#### Excerpt
== Segment start ==
It happened today - July 14, 2016
On this date in history Alexander Mackenzie didn’t reach the Pacific and probably said a bad word. Because July 14 of 1789 wasn’t just one more day he didn’t reach the Pacific because he was still trudging down the river that now bears his name, the 2nd-longest in North America. It was the date he discovered he was never going to reach the Pacific that way because he did reach the mouth of the river and darn it all it was polar bears, icebergs and the blasted Arctic Ocean.
OK, I don’t know exactly what he saw or what he said. But I do know he named the river “Disappointment River” and that’s quite an eloquent name for a river 1738 kilometres long from Great Slave Lake to the not Pacific.
The thing is, it’s not really his fault. He didn’t put the rivers where they were. One guy started exploring the Mississippi, the longest river in North America, and it came out somewhere warm. Another guy, at least as tough, started exploring the Deh-Cho, as the locals called it, and it came out somewhere cold. It’s not a less impressive river, its tributaries extending into four of Canada’s current provinces, draining some 20% of Canada’s land mass. And it’s not a less impressive achievement just because the punchline was “ha ha this isn’t a trade route” and the 20% of Canada it drains is the part you’d least like to win in a poker game.
== Segment end ==
[Referring expression data]
== Segment start ==
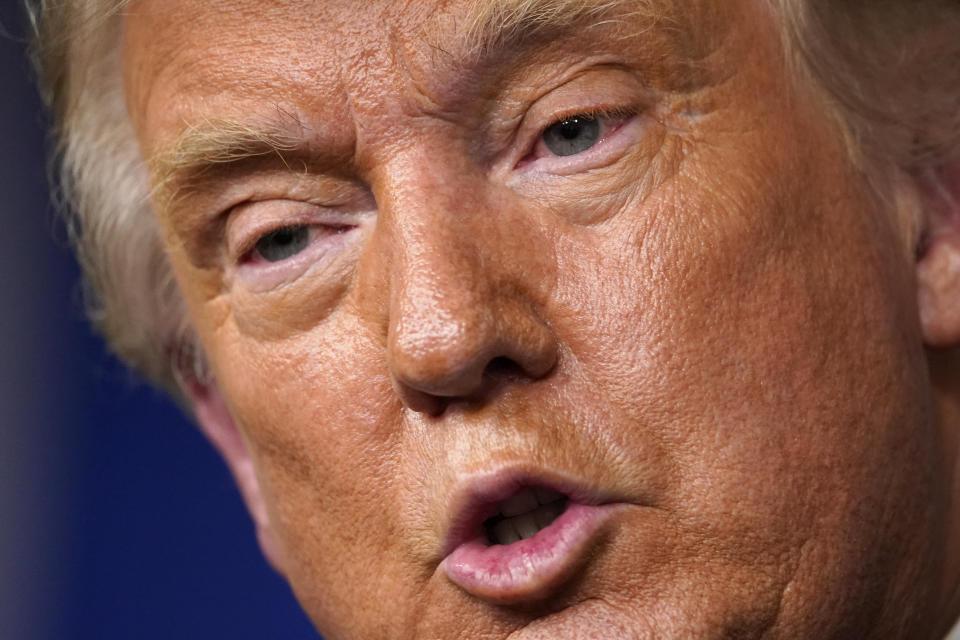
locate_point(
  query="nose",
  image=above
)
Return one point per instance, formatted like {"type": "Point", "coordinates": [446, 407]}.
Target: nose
{"type": "Point", "coordinates": [467, 291]}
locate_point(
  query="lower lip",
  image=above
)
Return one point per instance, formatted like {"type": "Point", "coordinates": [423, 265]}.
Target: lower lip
{"type": "Point", "coordinates": [527, 570]}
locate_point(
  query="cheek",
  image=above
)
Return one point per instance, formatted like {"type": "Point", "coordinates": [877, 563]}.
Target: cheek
{"type": "Point", "coordinates": [323, 440]}
{"type": "Point", "coordinates": [757, 337]}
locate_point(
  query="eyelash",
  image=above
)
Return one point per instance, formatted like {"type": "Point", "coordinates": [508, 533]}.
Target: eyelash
{"type": "Point", "coordinates": [618, 114]}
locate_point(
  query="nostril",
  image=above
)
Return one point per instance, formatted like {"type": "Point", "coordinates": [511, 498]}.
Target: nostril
{"type": "Point", "coordinates": [503, 368]}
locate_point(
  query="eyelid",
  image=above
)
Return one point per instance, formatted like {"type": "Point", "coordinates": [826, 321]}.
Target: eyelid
{"type": "Point", "coordinates": [250, 221]}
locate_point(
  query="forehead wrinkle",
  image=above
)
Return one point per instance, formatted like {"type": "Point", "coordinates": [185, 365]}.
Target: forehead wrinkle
{"type": "Point", "coordinates": [500, 24]}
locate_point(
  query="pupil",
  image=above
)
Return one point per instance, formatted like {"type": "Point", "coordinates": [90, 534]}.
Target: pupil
{"type": "Point", "coordinates": [572, 136]}
{"type": "Point", "coordinates": [571, 128]}
{"type": "Point", "coordinates": [283, 243]}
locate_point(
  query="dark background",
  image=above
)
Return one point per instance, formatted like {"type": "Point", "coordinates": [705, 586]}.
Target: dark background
{"type": "Point", "coordinates": [117, 520]}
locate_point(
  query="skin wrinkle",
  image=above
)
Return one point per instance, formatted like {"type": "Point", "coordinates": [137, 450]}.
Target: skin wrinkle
{"type": "Point", "coordinates": [662, 348]}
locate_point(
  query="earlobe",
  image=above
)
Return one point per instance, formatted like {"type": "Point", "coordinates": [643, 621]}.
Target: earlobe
{"type": "Point", "coordinates": [938, 264]}
{"type": "Point", "coordinates": [217, 423]}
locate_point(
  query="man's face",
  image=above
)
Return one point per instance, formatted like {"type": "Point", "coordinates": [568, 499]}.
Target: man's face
{"type": "Point", "coordinates": [613, 263]}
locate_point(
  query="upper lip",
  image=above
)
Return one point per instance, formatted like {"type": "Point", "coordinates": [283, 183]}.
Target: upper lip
{"type": "Point", "coordinates": [478, 497]}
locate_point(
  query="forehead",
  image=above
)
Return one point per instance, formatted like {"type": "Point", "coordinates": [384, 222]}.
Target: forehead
{"type": "Point", "coordinates": [185, 60]}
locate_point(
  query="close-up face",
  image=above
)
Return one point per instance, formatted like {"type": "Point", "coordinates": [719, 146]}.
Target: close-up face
== Segment end ==
#### What this task involves
In the excerpt about Alexander Mackenzie, what name did he give the river he followed to the Arctic Ocean?

#### Answer for the task
"Disappointment River"